[Data lines]

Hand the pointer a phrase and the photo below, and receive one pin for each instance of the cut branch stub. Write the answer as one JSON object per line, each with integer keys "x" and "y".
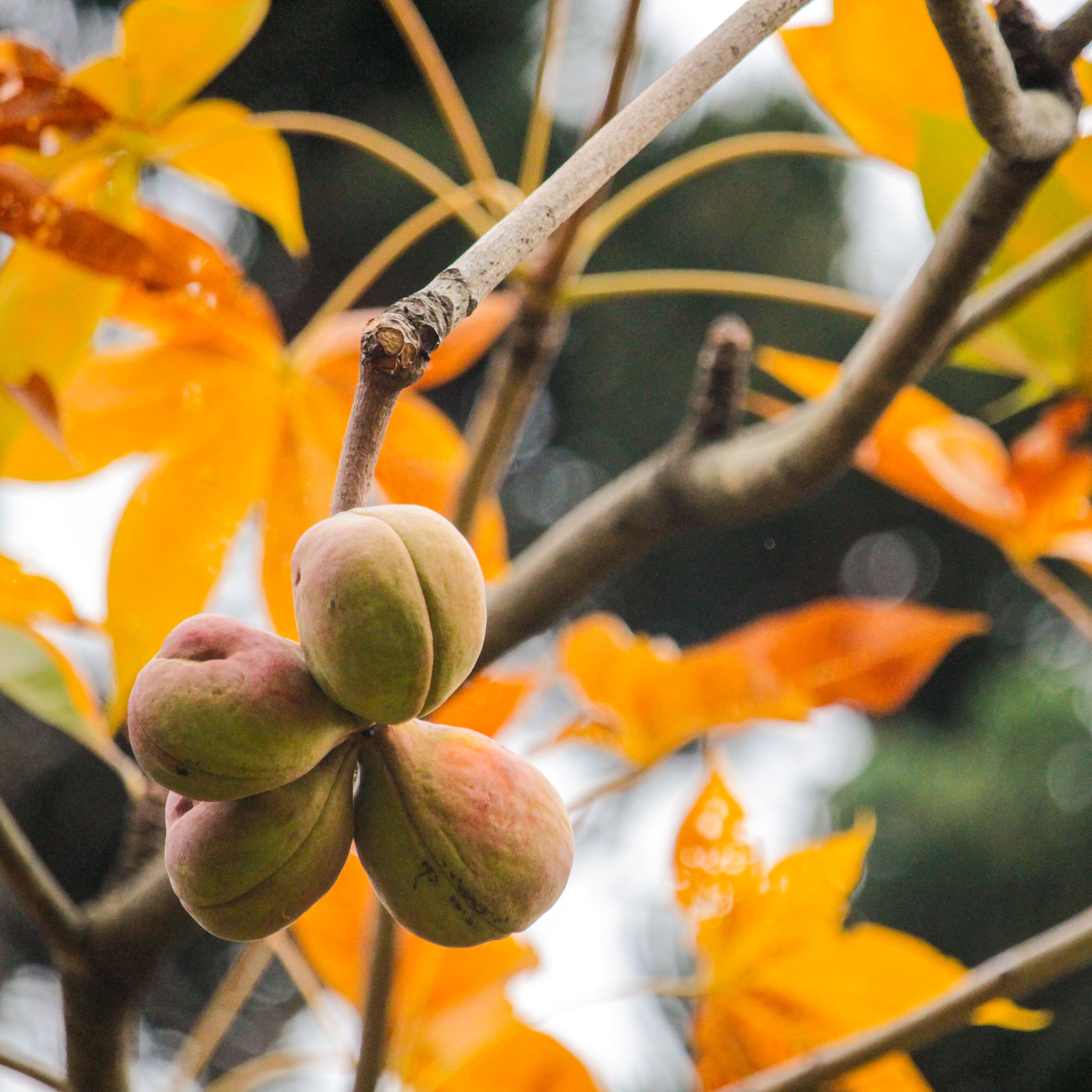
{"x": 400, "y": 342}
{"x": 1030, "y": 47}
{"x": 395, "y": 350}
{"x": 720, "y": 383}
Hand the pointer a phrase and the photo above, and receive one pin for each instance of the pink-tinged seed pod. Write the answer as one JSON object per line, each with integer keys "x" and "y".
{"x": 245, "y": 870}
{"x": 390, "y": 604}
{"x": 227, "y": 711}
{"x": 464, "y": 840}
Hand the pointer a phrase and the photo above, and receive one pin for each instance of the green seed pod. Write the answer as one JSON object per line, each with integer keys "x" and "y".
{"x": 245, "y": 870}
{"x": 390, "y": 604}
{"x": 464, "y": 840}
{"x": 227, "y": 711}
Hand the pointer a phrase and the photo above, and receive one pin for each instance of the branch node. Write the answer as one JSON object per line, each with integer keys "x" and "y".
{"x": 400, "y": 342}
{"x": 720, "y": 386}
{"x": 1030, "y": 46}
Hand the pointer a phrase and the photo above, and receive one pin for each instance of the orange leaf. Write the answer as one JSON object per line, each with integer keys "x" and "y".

Instruction: Could you format every line of the records above as a Markdown table with the columns "No." and "Text"? Skip blank lines and leave the pictures out.

Reply to the task:
| No. | Text |
|---|---|
| 1 | Hand the pointer a phrase and the photo below, and receive one pin for each instance of the cut branch stub. Write the answer as one JSON object per line, each with integer keys "x" and "y". |
| 2 | {"x": 400, "y": 342} |
| 3 | {"x": 1030, "y": 47} |
| 4 | {"x": 395, "y": 350} |
| 5 | {"x": 720, "y": 383} |
| 6 | Hand the pointer a phrase and the photo above, and receive one pin for each instance of the pink-tinged seed pod. Write the answer as one JSON object per line, each with integer keys "x" and "y". |
| 7 | {"x": 245, "y": 870} |
| 8 | {"x": 390, "y": 604} |
| 9 | {"x": 227, "y": 711} |
| 10 | {"x": 464, "y": 840} |
| 11 | Hand the pointer a phrase and the photo above, and receive one pin for each instance of the green seed pod. Write the answer as one JSON object per line, each with integer keys "x" and "y". |
| 12 | {"x": 245, "y": 870} |
| 13 | {"x": 390, "y": 604} |
| 14 | {"x": 464, "y": 840} |
| 15 | {"x": 227, "y": 711} |
| 16 | Hand the pointer a phrase and the photo above, and receive one pin for each instance of the branch node. Write the answer as one JSON object per line, each with integer keys "x" and "y". |
| 17 | {"x": 400, "y": 342} |
| 18 | {"x": 720, "y": 386} |
| 19 | {"x": 1030, "y": 46} |
| 20 | Hand the pointer a phrase and the photo above, and receive one pin for each instance of the orange leaf. Write the answer as one JSON object per line, each with integer keys "x" and "y". |